┌────────

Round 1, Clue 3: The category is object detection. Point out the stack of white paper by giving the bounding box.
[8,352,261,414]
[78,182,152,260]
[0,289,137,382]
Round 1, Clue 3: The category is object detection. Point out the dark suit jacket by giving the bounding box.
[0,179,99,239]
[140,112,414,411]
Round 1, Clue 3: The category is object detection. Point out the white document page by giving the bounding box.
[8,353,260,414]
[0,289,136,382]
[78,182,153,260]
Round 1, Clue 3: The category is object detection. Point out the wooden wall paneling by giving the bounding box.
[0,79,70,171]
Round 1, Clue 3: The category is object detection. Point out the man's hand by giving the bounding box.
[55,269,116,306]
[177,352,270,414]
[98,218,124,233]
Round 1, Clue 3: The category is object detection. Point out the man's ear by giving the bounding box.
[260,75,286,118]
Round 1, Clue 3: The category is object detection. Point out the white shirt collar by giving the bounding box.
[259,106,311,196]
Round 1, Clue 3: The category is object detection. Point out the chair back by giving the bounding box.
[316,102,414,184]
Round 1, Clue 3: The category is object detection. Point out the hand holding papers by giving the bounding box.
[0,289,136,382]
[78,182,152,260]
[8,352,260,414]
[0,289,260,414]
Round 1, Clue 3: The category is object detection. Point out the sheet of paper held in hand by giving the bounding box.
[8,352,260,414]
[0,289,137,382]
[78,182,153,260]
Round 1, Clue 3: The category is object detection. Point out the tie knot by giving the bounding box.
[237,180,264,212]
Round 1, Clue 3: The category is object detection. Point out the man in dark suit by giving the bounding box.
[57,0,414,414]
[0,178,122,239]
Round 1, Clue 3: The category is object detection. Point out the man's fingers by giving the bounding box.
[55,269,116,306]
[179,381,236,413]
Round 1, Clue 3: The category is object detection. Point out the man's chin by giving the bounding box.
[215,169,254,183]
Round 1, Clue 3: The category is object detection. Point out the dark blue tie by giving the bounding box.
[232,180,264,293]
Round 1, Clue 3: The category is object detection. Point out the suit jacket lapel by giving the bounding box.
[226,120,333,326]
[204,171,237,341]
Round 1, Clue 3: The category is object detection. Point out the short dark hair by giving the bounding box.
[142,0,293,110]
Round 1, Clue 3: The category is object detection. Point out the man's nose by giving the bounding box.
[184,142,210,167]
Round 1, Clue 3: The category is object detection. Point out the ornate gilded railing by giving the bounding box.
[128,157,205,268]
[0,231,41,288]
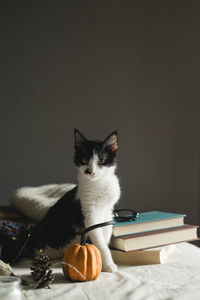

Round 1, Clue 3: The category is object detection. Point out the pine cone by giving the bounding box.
[30,253,54,288]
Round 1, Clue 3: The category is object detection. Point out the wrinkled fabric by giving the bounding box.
[13,243,200,300]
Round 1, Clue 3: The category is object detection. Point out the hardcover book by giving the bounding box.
[110,225,199,251]
[113,211,186,236]
[111,248,164,266]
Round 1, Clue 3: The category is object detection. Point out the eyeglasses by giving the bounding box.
[113,209,139,222]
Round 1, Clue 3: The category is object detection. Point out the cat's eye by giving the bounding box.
[98,159,104,165]
[82,158,87,164]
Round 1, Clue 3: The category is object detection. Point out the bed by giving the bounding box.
[2,184,200,300]
[13,243,200,300]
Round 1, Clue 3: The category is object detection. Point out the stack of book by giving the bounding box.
[110,211,200,265]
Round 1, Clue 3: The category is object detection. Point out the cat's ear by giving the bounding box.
[74,128,87,148]
[103,131,118,152]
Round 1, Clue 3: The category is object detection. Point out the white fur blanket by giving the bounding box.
[10,183,76,222]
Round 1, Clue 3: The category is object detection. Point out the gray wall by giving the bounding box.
[0,1,200,227]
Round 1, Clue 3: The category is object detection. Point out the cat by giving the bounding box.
[24,129,121,272]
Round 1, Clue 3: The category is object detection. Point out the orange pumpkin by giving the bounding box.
[62,221,113,281]
[62,243,102,281]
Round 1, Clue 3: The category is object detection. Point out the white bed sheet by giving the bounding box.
[14,243,200,300]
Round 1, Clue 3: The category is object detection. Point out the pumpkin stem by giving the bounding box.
[80,221,115,245]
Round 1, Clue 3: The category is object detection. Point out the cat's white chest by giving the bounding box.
[78,174,120,209]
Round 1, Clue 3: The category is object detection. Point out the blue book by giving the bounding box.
[113,211,186,236]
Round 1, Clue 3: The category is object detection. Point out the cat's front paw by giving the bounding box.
[102,264,118,273]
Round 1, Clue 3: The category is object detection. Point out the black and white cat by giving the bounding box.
[26,129,120,272]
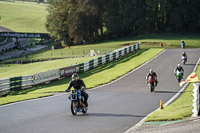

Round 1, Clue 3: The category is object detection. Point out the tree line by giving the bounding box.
[46,0,200,44]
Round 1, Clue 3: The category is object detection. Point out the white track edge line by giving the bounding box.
[124,58,200,133]
[0,50,167,108]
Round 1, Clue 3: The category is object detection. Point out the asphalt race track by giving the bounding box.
[0,49,200,133]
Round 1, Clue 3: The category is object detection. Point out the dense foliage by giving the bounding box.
[46,0,200,44]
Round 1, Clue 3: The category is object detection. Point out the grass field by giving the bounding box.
[1,34,200,63]
[0,57,97,79]
[0,1,47,33]
[146,64,200,122]
[0,49,164,105]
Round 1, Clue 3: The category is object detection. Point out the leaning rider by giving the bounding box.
[146,69,158,86]
[66,73,88,106]
[181,52,187,62]
[174,64,184,76]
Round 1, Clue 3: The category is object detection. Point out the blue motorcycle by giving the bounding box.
[69,89,88,115]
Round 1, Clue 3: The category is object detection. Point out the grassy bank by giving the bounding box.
[0,49,163,105]
[146,62,200,122]
[0,1,47,33]
[0,57,97,79]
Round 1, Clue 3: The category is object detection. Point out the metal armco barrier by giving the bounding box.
[0,44,140,96]
[78,44,140,73]
[33,69,60,85]
[0,75,33,96]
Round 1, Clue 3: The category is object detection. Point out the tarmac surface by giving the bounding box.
[0,49,200,133]
[134,117,200,133]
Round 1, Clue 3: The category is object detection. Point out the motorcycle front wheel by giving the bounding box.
[71,101,77,115]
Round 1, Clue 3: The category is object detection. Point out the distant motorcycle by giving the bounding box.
[69,89,88,115]
[181,56,187,65]
[148,76,156,92]
[176,70,183,83]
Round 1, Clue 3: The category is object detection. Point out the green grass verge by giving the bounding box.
[0,1,47,33]
[0,49,164,105]
[145,62,200,122]
[5,34,200,62]
[0,57,97,79]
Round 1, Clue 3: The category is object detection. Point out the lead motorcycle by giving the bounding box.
[69,89,88,115]
[148,76,156,92]
[176,70,183,83]
[181,56,187,65]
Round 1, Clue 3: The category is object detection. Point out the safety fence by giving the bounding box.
[0,38,8,46]
[0,44,140,96]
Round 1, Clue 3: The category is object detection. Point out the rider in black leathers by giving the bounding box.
[66,73,89,106]
[174,64,184,76]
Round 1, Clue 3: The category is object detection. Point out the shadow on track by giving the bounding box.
[185,64,196,66]
[82,113,145,117]
[155,91,180,93]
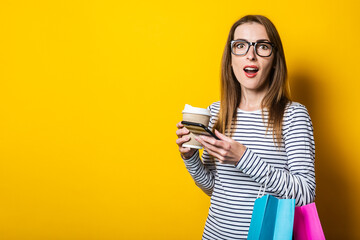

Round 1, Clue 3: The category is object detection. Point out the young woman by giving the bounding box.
[176,15,315,240]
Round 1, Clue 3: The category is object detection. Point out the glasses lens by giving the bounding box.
[256,42,272,57]
[231,41,249,55]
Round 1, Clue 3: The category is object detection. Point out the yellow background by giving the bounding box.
[0,0,360,240]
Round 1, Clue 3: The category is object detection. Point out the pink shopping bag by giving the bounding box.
[294,203,325,240]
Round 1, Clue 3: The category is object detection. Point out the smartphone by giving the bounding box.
[181,121,220,140]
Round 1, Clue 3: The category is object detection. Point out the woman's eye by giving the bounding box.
[259,44,269,50]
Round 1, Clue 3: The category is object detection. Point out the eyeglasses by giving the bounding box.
[231,40,275,57]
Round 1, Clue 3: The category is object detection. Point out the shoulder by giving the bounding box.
[284,102,310,120]
[283,102,313,136]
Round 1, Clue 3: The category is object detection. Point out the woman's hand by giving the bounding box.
[176,122,196,159]
[195,130,246,165]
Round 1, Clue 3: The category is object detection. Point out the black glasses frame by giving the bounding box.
[230,40,275,57]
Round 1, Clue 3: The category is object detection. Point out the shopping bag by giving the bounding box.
[294,202,325,240]
[247,195,295,240]
[247,169,295,240]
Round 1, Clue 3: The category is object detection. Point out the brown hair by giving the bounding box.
[214,15,291,146]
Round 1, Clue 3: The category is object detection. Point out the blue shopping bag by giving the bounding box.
[247,168,295,240]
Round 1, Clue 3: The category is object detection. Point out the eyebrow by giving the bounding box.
[235,38,270,42]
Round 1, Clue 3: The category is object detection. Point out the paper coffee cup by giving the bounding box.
[182,104,211,149]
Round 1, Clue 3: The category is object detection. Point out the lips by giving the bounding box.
[243,65,259,78]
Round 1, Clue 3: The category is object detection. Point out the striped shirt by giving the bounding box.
[184,102,316,240]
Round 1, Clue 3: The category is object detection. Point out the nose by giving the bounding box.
[246,45,256,60]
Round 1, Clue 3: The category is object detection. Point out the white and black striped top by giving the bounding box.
[184,102,315,240]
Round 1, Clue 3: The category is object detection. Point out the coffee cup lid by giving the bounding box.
[182,104,211,116]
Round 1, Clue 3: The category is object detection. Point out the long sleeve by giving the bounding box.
[183,151,216,196]
[236,104,316,206]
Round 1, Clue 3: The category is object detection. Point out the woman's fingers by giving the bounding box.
[176,127,190,137]
[176,122,184,128]
[176,136,190,147]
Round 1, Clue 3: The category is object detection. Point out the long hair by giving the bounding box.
[213,15,291,146]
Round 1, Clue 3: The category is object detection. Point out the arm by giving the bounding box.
[236,105,316,206]
[176,106,216,196]
[183,147,216,196]
[198,105,315,205]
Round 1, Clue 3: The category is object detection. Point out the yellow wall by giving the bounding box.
[0,0,360,240]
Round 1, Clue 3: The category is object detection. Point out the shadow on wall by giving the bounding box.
[290,67,350,240]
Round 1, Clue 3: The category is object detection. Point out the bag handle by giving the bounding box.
[256,164,271,198]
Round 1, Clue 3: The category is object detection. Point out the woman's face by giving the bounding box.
[231,22,274,91]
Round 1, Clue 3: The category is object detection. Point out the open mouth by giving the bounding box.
[244,67,259,74]
[244,66,259,78]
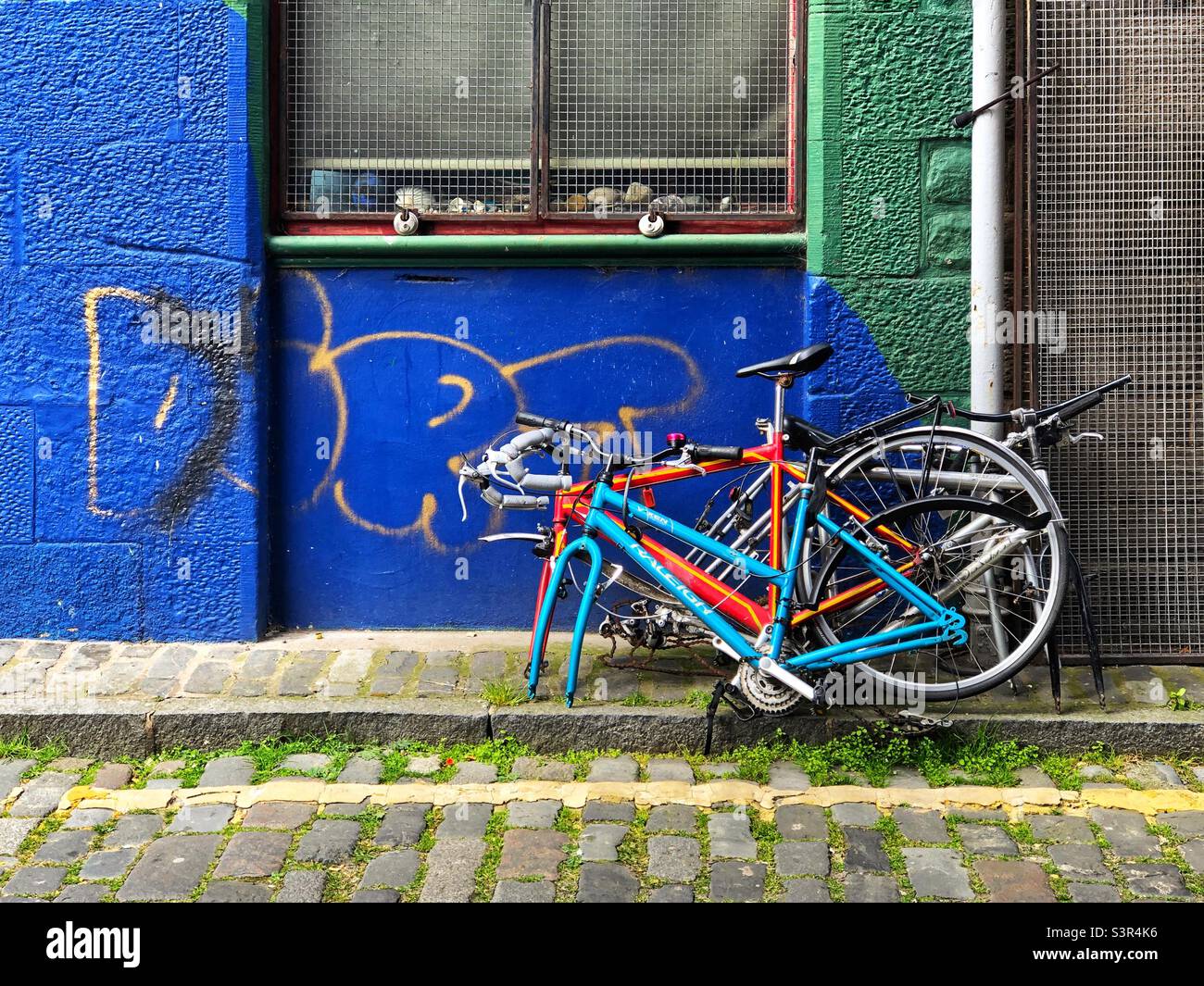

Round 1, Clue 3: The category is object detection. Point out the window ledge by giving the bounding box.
[268,232,807,268]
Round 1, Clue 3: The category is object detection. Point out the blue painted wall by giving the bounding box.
[0,0,265,638]
[272,269,897,627]
[0,0,898,639]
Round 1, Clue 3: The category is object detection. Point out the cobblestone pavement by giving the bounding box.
[0,632,1204,712]
[0,754,1204,903]
[0,630,1204,756]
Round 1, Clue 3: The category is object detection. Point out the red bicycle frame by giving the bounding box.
[529,432,912,661]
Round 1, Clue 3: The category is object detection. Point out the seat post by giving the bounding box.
[773,374,795,434]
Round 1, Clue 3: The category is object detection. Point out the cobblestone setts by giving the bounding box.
[0,755,1204,903]
[11,638,1204,722]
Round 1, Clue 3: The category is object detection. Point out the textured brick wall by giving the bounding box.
[0,0,261,638]
[807,0,971,424]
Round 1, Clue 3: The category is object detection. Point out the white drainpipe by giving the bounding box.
[971,0,1008,433]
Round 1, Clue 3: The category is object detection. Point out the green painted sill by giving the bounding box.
[268,232,807,268]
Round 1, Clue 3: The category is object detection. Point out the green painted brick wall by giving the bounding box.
[807,0,971,395]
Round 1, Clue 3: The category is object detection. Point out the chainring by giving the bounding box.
[738,661,803,715]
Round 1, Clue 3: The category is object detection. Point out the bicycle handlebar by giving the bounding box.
[907,373,1133,424]
[514,410,569,431]
[686,442,744,461]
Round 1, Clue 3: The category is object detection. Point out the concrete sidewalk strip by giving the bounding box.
[0,757,1204,903]
[0,630,1204,755]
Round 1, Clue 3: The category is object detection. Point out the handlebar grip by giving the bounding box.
[693,444,744,460]
[514,410,569,431]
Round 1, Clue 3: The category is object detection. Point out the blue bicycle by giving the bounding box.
[461,370,1064,714]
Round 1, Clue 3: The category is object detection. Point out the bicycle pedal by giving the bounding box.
[720,685,761,722]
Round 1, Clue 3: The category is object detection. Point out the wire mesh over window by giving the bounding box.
[1035,0,1204,660]
[548,0,794,217]
[282,0,534,217]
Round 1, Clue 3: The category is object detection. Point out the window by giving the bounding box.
[278,0,798,232]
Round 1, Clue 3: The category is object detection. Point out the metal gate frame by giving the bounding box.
[1009,0,1204,665]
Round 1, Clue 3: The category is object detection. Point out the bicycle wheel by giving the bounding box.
[797,426,1062,626]
[808,494,1067,702]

└────────

WORK TO COMPLETE: Print the data above, word for word, from its first line through the line holding "[140,112,414,411]", including that line.

PROBLEM SOLUTION:
Round 1, Clue 3: The category is object detection. Point out the stack of white paper by giving the bounding box.
[8,352,261,414]
[78,182,152,260]
[0,289,137,382]
Round 1, Clue 3: The category is object detection. Point out the dark suit jacket by giving the bounding box.
[0,179,99,239]
[140,112,414,411]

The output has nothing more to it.